__AIM OF THE EXERCISE__. Retype, without alteration, each line from the line containing "Performance-review request: for every instance of the weathered" to the final line of the records.

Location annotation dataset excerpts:
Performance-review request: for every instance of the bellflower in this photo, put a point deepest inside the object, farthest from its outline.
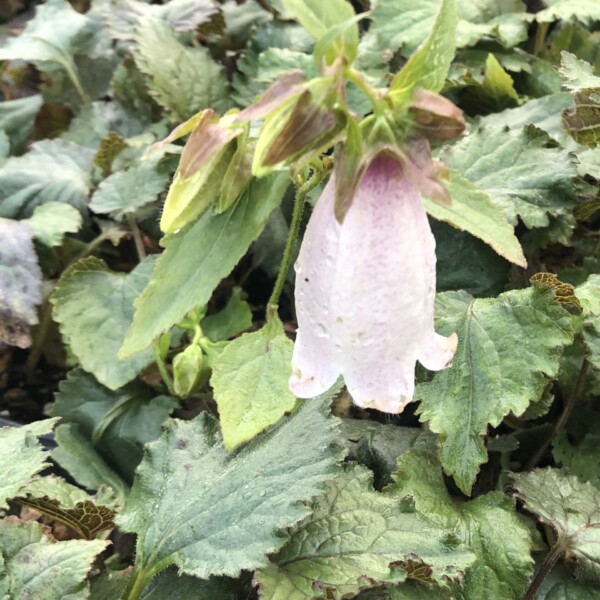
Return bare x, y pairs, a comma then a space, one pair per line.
365, 292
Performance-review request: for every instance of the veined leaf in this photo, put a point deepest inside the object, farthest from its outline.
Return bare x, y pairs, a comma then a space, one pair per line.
94, 308
209, 512
487, 379
357, 538
196, 259
250, 382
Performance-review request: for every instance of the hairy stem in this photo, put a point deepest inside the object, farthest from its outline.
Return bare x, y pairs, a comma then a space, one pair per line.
564, 417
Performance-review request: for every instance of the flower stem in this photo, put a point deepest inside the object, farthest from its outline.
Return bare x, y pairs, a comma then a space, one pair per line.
564, 417
301, 192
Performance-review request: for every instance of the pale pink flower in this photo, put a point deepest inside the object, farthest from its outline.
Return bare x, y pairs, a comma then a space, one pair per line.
365, 292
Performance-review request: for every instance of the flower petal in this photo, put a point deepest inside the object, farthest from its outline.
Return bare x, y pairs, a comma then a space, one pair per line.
384, 287
314, 363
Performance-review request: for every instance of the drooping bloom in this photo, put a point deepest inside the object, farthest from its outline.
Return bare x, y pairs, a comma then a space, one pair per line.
365, 292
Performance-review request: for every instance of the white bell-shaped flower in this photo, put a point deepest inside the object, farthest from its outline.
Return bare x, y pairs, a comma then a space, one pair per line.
365, 293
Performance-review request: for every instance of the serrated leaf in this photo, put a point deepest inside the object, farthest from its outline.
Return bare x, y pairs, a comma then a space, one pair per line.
487, 380
357, 538
94, 308
589, 296
428, 66
209, 512
17, 119
488, 526
52, 220
118, 423
60, 501
35, 567
186, 83
250, 383
473, 211
124, 192
76, 454
570, 507
21, 457
518, 172
196, 259
52, 171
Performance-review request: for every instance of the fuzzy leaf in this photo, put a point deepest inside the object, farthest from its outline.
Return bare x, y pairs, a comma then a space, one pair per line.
250, 382
52, 171
570, 507
357, 538
35, 567
196, 259
182, 80
94, 308
518, 172
21, 457
472, 210
487, 379
212, 513
488, 526
52, 220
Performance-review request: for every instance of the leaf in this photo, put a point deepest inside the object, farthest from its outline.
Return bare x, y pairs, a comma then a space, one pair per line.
118, 423
196, 259
94, 308
357, 538
123, 192
570, 507
517, 171
20, 283
76, 454
17, 119
35, 567
488, 526
233, 319
250, 383
186, 83
212, 513
589, 296
60, 501
428, 66
21, 457
52, 171
487, 380
321, 19
473, 211
52, 220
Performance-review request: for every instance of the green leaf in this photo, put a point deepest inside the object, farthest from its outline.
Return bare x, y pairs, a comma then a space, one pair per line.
94, 308
570, 507
21, 457
357, 538
185, 84
517, 170
488, 379
118, 423
428, 66
321, 19
52, 171
472, 210
35, 567
589, 296
234, 318
17, 119
52, 220
124, 192
196, 259
209, 512
488, 526
76, 454
250, 382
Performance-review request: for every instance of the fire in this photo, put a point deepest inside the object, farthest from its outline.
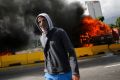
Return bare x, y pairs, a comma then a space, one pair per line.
91, 28
6, 52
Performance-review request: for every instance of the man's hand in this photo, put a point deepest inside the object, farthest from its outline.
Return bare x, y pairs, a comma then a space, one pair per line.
75, 77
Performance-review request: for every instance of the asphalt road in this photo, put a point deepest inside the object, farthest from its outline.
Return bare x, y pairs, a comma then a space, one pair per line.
96, 68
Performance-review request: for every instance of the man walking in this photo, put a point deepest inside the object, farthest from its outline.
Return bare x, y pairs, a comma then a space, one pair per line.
60, 57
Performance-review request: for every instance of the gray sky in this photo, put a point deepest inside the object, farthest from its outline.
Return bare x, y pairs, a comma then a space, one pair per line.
110, 8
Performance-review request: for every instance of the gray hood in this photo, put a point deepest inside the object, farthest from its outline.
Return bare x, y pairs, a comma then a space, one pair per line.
48, 20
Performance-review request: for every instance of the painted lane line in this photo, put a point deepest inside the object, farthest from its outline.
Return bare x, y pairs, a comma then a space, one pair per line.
112, 65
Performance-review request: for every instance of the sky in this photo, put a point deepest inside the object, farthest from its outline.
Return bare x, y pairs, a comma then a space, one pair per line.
110, 8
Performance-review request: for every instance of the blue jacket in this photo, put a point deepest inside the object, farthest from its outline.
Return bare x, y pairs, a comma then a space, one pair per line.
59, 53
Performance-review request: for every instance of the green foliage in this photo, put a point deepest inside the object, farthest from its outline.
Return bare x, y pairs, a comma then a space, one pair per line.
118, 22
112, 25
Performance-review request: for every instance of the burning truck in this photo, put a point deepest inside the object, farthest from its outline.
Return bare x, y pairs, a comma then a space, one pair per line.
94, 32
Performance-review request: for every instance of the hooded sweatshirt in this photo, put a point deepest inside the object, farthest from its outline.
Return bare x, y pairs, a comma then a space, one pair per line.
43, 38
59, 53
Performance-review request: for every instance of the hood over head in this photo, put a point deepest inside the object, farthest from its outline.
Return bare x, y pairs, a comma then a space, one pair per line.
50, 24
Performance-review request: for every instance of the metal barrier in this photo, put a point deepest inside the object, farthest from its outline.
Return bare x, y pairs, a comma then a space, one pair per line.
35, 57
84, 51
38, 56
101, 49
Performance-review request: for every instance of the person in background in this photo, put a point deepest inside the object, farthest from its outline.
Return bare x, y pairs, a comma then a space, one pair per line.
60, 58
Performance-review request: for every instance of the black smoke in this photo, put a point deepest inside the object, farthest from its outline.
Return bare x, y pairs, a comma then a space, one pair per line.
17, 18
64, 15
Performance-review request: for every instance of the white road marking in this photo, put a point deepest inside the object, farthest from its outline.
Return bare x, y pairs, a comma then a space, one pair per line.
112, 66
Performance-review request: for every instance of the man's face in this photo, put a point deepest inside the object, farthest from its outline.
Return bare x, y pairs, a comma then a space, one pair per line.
43, 24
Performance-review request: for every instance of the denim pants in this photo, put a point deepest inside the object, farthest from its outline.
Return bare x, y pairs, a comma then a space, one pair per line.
65, 76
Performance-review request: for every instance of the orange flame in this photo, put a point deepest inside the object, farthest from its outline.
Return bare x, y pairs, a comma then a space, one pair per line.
91, 28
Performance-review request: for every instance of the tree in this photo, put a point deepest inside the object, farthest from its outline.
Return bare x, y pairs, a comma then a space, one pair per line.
118, 22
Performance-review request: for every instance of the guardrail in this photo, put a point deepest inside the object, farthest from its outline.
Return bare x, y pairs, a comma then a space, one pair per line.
30, 57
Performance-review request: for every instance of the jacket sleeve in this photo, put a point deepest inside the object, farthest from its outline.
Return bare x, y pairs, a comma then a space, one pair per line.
71, 52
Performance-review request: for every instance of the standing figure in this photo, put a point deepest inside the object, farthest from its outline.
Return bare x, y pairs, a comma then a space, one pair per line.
60, 58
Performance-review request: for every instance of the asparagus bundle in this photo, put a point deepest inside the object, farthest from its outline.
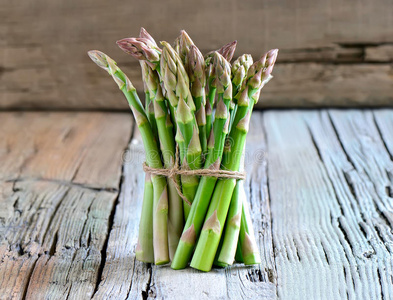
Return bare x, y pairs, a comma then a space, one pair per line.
193, 211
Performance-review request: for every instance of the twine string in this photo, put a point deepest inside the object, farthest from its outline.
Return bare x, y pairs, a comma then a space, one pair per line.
175, 171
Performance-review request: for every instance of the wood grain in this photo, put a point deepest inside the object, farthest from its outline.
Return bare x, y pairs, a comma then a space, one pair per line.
319, 186
59, 185
43, 61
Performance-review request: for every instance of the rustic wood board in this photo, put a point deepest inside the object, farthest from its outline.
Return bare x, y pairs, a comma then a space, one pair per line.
45, 66
320, 190
328, 177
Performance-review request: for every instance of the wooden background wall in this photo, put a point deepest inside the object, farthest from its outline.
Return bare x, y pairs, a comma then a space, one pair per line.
334, 52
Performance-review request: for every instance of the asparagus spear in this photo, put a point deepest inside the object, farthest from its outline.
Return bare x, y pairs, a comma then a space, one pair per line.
142, 49
176, 83
258, 74
167, 142
229, 241
248, 246
196, 72
160, 203
227, 52
239, 72
215, 149
144, 249
149, 106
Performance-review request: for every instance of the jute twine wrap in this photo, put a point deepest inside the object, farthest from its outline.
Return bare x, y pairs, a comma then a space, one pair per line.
172, 174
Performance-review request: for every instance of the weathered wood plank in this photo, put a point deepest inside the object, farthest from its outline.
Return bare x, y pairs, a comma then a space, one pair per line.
325, 216
124, 277
53, 228
46, 66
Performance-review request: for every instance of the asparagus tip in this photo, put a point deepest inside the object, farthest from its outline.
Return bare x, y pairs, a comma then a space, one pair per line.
144, 34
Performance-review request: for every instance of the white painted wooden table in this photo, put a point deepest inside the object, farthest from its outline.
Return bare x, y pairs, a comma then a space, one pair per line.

__OUTPUT OF THE TASK__.
Performance-review request: for every instance of the weathered wood plank in this photo, put a point deepest inside the object, farthest from its outline.
Return bare x, y pairs, a comma then a space, one pair per line.
325, 216
124, 277
53, 228
46, 66
Performance-review request: for every instance of the asparagus tip in this photo, put a point deepest inside the object, farthest from its outline.
Return bare x, y pairs, a comma then a space, one pair per line.
144, 34
Performance-review request: for every instance of the white painted wooden table in this photo, put a point deepest inside the object, farthest from its outline.
Return bare x, y pairs, a comma then a space, one pair per line.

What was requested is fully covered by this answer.